- **ABOUT THIS EXERCISE**: Duplicate the passage on federal spending for children and the elderly word for word.

In contrast, federal spending on children will only inch up between 2000 and 2010, to $229 billion -- or 9.4 percent of the budget -- from $148 billion, or 8.4 percent of the budget. As a percentage of the gross domestic product, federal spending on children will have stagnated, while spending on the elderly will climb steeply.
"The issue has to be seen in the context of what are the needs of the larger society," the Brookings Institution's Sawhill said. "Where do we want to put our resources? The elderly versus the young is the question to be debated."
All of that spending on the elderly has had an effect. The income of households age 65 and older has risen by more than a third since 1975, while incomes of households under 45 have stagnated, according to the Concord Coalition, a nonpartisan budget watchdog. The elderly, once mired in poverty, now have incomes nearly on par with the national average.

- **DATA TO EXAMINE**:

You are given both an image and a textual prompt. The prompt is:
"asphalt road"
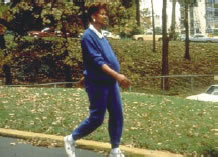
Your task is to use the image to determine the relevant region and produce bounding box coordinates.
[0,136,104,157]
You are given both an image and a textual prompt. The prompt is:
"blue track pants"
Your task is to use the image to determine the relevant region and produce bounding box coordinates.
[72,80,123,146]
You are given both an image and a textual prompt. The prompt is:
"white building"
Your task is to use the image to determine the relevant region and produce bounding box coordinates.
[140,0,181,31]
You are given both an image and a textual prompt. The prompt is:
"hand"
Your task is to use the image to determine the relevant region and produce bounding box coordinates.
[117,74,131,88]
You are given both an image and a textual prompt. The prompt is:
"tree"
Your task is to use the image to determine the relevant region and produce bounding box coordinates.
[135,0,140,26]
[161,0,169,90]
[151,0,156,52]
[178,0,198,60]
[169,0,177,40]
[121,0,133,8]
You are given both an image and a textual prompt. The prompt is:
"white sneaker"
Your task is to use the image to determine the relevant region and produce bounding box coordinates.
[109,148,125,157]
[64,135,76,157]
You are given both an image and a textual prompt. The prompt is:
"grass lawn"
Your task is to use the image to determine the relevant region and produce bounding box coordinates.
[0,87,217,155]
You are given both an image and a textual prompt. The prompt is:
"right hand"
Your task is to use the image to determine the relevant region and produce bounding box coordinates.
[117,74,131,88]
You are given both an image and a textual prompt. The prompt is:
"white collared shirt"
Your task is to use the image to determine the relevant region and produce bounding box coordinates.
[89,24,104,39]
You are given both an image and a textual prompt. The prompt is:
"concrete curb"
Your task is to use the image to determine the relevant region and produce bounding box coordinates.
[0,128,183,157]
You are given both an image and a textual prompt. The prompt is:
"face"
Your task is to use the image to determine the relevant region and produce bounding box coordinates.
[92,9,108,27]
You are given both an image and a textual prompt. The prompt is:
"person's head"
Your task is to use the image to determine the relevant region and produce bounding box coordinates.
[88,2,108,28]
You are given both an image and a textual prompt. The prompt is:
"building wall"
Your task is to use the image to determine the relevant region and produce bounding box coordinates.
[140,0,181,31]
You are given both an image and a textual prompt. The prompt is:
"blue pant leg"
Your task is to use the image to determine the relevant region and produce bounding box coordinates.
[72,82,109,140]
[107,83,123,146]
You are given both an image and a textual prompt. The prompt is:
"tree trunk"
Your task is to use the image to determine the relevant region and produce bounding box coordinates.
[2,64,12,85]
[64,65,72,88]
[169,0,176,40]
[0,34,6,49]
[136,0,140,26]
[151,0,156,52]
[184,3,191,60]
[161,0,169,90]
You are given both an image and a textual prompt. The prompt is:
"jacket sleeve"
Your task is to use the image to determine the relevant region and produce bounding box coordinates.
[81,38,105,68]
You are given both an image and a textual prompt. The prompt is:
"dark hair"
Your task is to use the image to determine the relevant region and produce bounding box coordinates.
[88,2,108,22]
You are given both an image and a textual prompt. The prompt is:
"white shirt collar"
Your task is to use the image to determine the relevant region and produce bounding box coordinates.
[89,24,104,39]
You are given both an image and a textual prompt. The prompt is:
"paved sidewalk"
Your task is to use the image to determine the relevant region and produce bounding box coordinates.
[0,136,104,157]
[0,128,183,157]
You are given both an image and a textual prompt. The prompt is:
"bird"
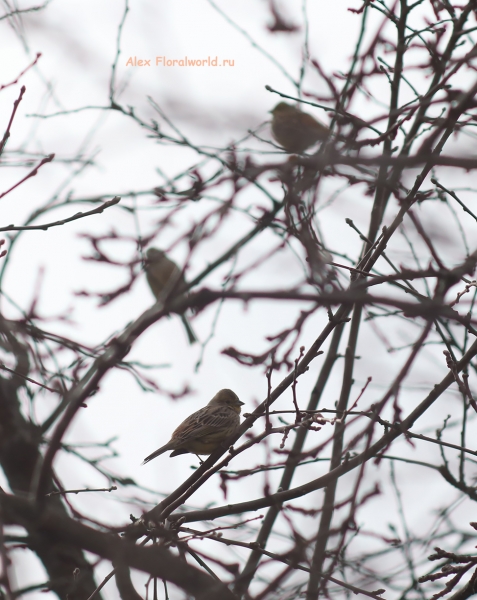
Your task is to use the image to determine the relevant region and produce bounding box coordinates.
[144,248,197,344]
[270,102,330,154]
[142,389,244,465]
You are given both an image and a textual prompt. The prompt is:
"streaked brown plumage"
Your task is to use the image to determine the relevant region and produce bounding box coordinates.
[142,389,243,465]
[270,102,330,154]
[144,248,197,344]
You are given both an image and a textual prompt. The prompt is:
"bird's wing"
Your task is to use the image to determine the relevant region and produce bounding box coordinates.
[172,406,235,440]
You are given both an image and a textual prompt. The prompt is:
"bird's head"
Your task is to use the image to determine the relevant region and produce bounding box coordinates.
[209,389,244,413]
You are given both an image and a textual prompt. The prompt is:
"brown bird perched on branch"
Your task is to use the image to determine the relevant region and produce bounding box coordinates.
[270,102,330,154]
[142,389,243,465]
[144,248,197,344]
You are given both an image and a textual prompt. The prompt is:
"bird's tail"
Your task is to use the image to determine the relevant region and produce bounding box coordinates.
[181,315,197,345]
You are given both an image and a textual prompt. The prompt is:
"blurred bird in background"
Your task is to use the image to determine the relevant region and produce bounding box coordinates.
[144,248,197,344]
[270,102,330,154]
[142,389,243,465]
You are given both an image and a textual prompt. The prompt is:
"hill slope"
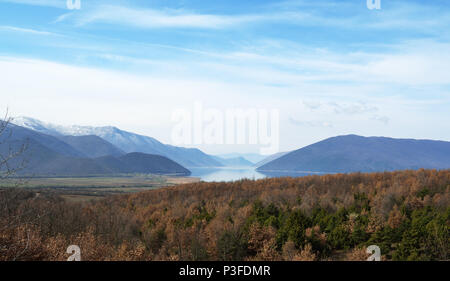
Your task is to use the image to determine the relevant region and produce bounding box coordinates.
[13,117,223,167]
[0,125,190,176]
[257,135,450,173]
[58,135,125,158]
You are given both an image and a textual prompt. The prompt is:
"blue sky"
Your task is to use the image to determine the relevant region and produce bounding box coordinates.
[0,0,450,153]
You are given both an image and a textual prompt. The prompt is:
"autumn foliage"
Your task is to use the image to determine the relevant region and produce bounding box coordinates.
[0,170,450,261]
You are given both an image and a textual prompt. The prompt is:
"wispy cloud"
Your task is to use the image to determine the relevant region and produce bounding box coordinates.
[62,5,264,29]
[0,0,66,9]
[0,25,61,36]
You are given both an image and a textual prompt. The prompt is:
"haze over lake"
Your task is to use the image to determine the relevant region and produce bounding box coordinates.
[190,167,326,182]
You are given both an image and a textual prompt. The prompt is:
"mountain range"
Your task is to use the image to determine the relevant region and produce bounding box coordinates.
[0,124,190,176]
[257,135,450,173]
[13,117,224,168]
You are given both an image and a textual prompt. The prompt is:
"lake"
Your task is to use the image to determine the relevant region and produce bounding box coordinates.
[189,167,326,182]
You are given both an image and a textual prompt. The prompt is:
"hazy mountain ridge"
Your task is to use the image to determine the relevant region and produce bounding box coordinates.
[0,124,190,176]
[257,135,450,173]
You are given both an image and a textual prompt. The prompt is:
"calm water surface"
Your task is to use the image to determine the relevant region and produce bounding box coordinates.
[189,167,326,182]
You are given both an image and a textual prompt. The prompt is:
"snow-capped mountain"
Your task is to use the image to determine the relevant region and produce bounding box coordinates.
[12,117,223,167]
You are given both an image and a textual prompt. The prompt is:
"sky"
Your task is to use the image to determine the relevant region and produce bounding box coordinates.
[0,0,450,154]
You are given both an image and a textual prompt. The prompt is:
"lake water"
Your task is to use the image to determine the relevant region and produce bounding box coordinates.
[189,167,326,182]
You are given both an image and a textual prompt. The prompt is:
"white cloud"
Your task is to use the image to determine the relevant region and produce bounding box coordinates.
[0,25,61,36]
[0,0,66,9]
[63,5,263,29]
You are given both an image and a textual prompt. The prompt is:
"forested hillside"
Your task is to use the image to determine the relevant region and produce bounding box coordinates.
[0,170,450,260]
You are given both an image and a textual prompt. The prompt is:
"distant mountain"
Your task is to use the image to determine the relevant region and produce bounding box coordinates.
[257,135,450,173]
[57,135,125,158]
[0,125,190,176]
[13,117,223,167]
[215,156,253,167]
[253,151,289,167]
[0,124,86,157]
[217,153,267,164]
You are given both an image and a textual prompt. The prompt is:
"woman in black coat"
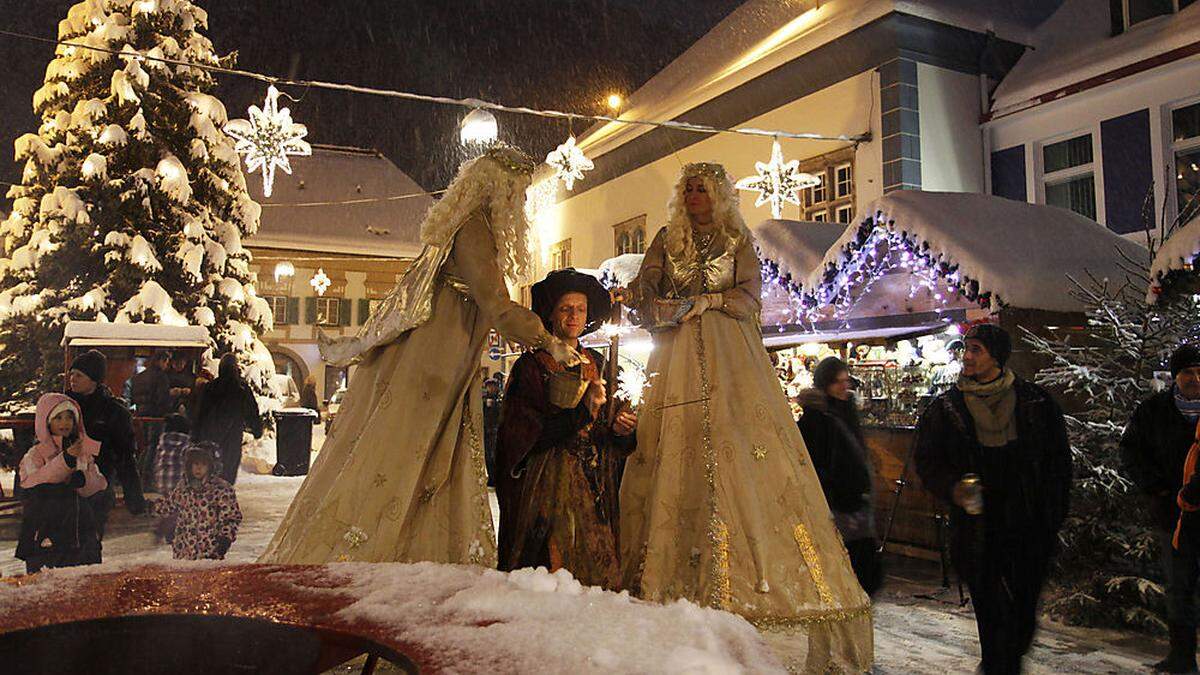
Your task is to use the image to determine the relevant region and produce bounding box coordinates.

- **RESULT FOR THIS EXERCISE**:
In contrast, federal spending on children will only inch up between 2000 and 2010, to $229 billion -- or 9.4 percent of the budget -- from $148 billion, or 8.4 percent of the budget. As a percentage of the gross domestic product, federal spending on children will have stagnated, while spending on the elderly will climb steeply.
"The issue has to be seen in the context of what are the needs of the larger society," the Brookings Institution's Sawhill said. "Where do we want to put our resources? The elderly versus the young is the question to be debated."
All of that spending on the elderly has had an effect. The income of households age 65 and older has risen by more than a third since 1975, while incomes of households under 45 have stagnated, according to the Concord Coalition, a nonpartisan budget watchdog. The elderly, once mired in poverty, now have incomes nearly on par with the national average.